== TASK DESCRIPTION ==
In the data that follows, find the line containing "Could you point at the pink"; then quote that line and every line after it, exactly, through the last one.

_ _ _ _ _

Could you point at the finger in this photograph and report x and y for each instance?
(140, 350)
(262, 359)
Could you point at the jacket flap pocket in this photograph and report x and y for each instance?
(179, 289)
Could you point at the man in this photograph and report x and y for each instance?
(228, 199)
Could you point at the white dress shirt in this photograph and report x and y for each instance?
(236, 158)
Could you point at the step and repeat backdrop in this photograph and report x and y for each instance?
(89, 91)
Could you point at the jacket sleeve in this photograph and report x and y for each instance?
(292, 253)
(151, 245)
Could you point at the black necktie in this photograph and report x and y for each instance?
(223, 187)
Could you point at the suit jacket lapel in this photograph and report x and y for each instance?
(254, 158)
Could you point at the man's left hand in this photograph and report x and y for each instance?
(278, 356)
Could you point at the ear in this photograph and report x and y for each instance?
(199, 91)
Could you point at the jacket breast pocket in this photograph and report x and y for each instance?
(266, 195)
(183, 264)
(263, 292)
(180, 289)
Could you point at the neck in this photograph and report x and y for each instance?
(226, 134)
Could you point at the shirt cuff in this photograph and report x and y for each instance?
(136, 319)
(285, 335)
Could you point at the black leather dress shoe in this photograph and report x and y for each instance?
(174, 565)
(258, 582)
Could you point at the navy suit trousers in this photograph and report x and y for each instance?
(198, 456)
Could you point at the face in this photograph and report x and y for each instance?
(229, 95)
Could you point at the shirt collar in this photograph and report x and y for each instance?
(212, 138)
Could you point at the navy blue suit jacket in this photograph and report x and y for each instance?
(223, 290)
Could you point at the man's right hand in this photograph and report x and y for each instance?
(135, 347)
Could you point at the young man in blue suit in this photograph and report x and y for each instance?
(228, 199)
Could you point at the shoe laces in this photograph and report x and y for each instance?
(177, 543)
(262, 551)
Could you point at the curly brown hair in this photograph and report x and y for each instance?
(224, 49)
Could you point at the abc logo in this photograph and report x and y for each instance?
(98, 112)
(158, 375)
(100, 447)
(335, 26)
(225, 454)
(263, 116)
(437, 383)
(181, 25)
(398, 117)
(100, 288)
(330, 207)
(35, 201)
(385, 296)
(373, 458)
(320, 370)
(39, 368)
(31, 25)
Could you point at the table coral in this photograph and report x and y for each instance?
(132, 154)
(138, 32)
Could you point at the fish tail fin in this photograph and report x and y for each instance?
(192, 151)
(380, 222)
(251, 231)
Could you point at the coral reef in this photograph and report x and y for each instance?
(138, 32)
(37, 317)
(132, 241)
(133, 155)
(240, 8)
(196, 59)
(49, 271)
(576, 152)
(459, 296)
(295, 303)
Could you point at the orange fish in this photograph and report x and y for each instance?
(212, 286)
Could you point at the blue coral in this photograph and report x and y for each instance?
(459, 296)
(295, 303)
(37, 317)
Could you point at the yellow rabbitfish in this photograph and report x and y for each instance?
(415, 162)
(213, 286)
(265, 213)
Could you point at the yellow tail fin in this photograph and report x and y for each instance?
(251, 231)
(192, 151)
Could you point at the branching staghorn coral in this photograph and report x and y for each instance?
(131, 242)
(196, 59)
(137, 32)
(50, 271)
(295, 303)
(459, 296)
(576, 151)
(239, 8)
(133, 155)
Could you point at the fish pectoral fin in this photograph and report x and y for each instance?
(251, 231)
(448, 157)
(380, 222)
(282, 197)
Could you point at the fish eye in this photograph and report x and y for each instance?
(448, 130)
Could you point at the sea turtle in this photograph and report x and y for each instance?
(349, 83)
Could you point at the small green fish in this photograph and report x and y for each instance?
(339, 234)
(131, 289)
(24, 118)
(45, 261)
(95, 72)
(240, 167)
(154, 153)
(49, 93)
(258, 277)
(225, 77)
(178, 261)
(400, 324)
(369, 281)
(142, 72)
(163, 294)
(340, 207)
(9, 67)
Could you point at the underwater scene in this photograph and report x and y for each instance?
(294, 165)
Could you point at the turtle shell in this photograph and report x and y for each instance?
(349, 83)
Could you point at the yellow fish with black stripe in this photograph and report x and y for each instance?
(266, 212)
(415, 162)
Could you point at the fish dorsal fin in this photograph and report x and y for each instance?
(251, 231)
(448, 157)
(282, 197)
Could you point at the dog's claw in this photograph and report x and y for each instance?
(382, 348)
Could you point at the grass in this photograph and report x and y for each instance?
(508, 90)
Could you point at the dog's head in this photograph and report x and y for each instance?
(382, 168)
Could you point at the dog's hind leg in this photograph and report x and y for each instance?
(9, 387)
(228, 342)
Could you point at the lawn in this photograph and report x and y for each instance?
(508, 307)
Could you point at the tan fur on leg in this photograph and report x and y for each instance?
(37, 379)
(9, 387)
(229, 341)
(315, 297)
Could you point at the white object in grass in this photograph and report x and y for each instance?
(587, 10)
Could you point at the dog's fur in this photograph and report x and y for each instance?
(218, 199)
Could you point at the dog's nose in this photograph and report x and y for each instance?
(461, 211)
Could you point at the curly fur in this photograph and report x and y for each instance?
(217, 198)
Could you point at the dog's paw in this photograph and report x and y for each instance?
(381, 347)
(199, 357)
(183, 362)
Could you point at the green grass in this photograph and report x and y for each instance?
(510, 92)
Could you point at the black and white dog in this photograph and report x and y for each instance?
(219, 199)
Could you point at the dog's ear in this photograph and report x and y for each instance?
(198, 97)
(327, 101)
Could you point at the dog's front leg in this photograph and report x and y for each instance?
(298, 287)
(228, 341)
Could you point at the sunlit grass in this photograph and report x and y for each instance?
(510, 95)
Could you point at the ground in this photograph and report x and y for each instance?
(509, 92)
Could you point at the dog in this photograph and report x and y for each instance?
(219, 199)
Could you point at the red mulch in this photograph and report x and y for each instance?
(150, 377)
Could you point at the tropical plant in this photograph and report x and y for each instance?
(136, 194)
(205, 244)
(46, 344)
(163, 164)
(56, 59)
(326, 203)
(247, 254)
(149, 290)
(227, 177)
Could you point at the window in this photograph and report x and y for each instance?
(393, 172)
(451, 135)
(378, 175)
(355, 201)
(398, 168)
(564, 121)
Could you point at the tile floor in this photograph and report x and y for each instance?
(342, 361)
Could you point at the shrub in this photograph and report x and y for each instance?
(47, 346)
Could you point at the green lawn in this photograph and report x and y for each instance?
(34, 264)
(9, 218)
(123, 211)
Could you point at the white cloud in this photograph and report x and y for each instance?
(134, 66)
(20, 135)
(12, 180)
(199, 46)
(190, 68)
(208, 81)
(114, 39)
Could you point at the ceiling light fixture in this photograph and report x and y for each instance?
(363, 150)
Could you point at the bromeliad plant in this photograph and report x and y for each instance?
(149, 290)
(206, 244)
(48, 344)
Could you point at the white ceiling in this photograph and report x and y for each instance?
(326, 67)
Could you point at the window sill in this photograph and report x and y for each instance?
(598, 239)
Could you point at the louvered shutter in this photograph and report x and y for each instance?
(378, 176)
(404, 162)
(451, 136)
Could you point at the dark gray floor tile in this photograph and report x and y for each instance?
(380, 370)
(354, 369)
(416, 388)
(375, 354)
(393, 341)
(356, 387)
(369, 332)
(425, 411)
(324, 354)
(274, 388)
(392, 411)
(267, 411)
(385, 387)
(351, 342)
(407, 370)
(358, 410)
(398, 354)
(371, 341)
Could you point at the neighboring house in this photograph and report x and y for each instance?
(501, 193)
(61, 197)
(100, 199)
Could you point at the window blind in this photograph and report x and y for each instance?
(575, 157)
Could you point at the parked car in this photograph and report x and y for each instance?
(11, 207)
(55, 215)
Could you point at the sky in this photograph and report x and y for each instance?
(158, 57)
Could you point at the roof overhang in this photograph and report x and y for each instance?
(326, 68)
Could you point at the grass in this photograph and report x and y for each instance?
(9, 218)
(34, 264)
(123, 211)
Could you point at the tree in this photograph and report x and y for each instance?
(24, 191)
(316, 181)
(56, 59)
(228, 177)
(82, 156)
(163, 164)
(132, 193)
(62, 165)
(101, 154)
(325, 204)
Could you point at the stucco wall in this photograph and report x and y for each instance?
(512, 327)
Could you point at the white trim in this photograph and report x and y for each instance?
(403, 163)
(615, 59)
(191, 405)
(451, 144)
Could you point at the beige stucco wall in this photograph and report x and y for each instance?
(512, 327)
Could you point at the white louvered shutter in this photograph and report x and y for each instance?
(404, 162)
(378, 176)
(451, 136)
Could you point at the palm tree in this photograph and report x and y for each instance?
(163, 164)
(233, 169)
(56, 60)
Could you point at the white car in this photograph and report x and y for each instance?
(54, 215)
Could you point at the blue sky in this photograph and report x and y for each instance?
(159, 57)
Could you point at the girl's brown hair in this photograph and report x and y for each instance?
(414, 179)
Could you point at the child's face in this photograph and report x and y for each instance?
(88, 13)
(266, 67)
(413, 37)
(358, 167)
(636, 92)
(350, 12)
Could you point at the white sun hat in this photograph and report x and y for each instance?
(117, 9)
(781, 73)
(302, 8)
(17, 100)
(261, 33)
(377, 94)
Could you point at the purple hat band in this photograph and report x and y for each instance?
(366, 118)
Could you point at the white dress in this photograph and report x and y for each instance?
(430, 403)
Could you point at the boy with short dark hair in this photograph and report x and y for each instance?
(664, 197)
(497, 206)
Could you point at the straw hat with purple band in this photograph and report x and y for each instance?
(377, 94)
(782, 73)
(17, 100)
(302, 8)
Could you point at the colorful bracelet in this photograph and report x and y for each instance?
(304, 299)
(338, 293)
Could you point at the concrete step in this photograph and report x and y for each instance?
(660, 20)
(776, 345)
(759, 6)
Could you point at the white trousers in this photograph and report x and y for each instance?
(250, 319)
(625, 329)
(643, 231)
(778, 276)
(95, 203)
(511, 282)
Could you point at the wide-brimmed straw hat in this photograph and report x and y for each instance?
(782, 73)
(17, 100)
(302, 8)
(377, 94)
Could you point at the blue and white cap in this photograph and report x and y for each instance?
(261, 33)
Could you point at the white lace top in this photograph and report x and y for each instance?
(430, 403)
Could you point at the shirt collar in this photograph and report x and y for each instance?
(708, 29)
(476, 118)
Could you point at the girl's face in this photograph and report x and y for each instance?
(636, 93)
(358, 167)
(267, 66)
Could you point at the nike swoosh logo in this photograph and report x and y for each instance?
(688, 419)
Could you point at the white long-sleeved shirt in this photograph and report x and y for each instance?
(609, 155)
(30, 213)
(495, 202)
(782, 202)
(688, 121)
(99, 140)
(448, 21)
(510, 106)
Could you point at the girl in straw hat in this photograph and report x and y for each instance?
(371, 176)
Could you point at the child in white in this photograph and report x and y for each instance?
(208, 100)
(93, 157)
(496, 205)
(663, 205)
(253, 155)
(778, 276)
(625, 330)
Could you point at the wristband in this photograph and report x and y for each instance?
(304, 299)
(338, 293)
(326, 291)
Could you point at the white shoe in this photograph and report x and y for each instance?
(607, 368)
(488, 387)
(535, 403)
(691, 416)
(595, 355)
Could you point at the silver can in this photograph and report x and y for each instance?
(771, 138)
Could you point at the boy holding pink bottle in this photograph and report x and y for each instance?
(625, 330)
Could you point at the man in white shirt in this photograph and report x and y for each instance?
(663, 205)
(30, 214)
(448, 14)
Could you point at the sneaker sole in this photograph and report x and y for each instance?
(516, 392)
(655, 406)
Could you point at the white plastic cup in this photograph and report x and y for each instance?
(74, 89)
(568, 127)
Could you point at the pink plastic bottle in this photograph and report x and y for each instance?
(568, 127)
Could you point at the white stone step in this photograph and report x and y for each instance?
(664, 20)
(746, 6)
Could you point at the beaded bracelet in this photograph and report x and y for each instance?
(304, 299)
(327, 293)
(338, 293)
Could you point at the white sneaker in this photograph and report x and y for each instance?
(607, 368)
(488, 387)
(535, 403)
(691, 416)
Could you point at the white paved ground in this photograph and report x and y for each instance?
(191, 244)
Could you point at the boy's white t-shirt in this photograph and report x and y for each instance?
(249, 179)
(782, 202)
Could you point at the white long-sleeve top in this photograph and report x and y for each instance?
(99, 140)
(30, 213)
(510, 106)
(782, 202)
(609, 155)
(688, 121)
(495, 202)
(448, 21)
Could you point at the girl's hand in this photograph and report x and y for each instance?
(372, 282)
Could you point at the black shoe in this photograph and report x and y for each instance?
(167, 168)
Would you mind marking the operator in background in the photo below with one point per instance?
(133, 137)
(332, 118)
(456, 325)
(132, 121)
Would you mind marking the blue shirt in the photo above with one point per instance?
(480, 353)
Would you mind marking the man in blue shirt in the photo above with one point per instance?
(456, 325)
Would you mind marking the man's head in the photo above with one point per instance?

_ _ _ _ _

== TASK ANSWER ==
Could you point at the pink plastic bottle in this photograph and report x and y for each instance?
(568, 127)
Could you point at the white stone step in this photograph and report x and y for each instance?
(664, 20)
(746, 6)
Could you point at the beaded bracelet in this photograph and report x and y for each instance?
(304, 299)
(327, 293)
(338, 293)
Could you point at the white sneaker in this photograph and report x and y for each instance?
(607, 368)
(488, 387)
(535, 403)
(691, 416)
Could you point at the white paved ground in this photograph and report x and y for each instance?
(191, 244)
Could you point at the boy's white t-shirt in this photograph and report x and y for each instance?
(249, 179)
(782, 202)
Could you point at the white long-sleeve top in this photograph and report x and y for each instance?
(99, 140)
(30, 213)
(510, 106)
(782, 202)
(609, 155)
(688, 121)
(495, 202)
(448, 21)
Could you point at the girl's hand in this photograph and report x and y for each instance?
(372, 282)
Could you point at the black shoe in this photograph and report x and y for each instance?
(167, 168)
Would you mind marking the operator in background in the photo below with one point per instance?
(133, 137)
(332, 118)
(456, 325)
(132, 121)
Would you mind marking the blue shirt in the photo above with one point per instance?
(480, 353)
Would you mind marking the man in blue shirt in the photo above with one point per instance?
(456, 325)
Would you mind marking the man's head in the photo above with one point per instance?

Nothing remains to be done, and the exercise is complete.